Written instruction: Copy, without any change, the lines from the first one through the line containing "Mark the region of each instance of the **tall".

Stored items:
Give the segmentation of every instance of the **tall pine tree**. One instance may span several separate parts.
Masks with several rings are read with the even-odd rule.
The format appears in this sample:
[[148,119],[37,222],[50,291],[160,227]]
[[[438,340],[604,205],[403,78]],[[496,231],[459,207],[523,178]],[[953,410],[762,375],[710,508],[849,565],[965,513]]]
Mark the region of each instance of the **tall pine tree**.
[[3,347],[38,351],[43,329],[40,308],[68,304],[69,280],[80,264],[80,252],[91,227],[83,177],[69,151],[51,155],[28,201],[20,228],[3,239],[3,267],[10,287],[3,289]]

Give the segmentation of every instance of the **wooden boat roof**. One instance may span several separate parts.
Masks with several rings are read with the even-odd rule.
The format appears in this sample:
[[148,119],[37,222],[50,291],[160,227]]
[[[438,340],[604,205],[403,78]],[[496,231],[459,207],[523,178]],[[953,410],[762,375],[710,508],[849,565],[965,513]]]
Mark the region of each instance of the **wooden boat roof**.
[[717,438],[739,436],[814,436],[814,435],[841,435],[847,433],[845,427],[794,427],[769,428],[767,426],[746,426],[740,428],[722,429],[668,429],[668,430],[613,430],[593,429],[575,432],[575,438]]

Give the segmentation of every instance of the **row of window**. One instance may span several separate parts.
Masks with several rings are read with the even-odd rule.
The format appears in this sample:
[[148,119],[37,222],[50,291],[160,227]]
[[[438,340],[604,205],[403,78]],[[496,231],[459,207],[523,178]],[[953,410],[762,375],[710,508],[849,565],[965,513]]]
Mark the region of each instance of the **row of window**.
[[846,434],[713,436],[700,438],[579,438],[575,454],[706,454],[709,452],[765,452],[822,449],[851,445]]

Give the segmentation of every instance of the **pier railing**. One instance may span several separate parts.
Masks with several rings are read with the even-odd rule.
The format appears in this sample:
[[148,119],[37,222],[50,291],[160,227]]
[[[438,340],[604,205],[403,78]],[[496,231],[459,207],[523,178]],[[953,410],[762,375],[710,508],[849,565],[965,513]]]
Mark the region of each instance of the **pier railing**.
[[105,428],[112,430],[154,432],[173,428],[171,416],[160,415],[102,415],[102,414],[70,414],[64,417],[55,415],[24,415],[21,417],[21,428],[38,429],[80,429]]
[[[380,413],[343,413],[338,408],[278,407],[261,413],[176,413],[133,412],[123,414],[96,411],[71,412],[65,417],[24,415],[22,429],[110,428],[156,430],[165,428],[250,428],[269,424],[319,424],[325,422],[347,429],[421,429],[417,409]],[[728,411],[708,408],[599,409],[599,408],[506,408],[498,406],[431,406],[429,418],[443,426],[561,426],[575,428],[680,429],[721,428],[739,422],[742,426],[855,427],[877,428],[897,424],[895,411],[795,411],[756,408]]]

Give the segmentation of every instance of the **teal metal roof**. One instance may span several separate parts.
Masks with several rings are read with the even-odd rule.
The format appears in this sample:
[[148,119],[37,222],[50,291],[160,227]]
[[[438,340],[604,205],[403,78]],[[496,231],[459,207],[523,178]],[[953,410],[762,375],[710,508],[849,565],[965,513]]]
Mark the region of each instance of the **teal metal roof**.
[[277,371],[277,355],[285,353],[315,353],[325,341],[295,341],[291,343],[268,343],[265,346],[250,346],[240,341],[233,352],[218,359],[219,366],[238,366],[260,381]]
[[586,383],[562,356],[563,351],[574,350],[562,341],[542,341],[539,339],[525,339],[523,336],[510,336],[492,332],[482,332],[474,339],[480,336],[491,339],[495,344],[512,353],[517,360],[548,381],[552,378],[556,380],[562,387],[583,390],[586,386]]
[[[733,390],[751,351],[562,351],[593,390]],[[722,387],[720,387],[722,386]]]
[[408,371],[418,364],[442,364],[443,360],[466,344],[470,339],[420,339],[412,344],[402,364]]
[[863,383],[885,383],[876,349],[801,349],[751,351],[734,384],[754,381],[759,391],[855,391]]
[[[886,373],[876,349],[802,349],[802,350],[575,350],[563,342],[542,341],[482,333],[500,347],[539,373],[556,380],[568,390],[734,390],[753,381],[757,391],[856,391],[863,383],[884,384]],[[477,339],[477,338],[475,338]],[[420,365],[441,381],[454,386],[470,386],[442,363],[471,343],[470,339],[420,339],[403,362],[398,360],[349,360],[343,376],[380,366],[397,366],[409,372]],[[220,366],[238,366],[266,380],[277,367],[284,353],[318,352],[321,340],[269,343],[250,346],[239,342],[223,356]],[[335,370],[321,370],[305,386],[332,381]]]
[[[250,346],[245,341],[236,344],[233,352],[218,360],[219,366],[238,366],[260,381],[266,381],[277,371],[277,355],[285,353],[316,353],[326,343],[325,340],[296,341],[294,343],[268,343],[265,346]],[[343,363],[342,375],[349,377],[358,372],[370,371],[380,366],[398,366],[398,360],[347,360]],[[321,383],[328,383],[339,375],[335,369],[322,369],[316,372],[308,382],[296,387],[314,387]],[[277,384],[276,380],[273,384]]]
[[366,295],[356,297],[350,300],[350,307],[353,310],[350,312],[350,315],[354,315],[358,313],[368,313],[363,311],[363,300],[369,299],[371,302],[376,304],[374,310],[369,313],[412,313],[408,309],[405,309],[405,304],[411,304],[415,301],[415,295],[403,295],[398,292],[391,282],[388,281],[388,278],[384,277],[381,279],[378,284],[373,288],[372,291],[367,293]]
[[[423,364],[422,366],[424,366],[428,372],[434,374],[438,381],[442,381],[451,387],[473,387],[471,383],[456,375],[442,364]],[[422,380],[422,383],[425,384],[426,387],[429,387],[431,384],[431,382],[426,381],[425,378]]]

Answer to this exercise:
Give the segmentation of every instance of the **tall pine tree**. One instance may span several separate parts.
Masks with several rings are read with the even-odd rule.
The format appears in this sample:
[[148,119],[37,222],[50,291],[160,227]]
[[[438,340],[604,205],[403,78]],[[496,231],[459,207],[523,178]],[[953,410],[762,375],[710,508],[849,565],[965,513]]]
Mark the region of each instance of the **tall pine tree**.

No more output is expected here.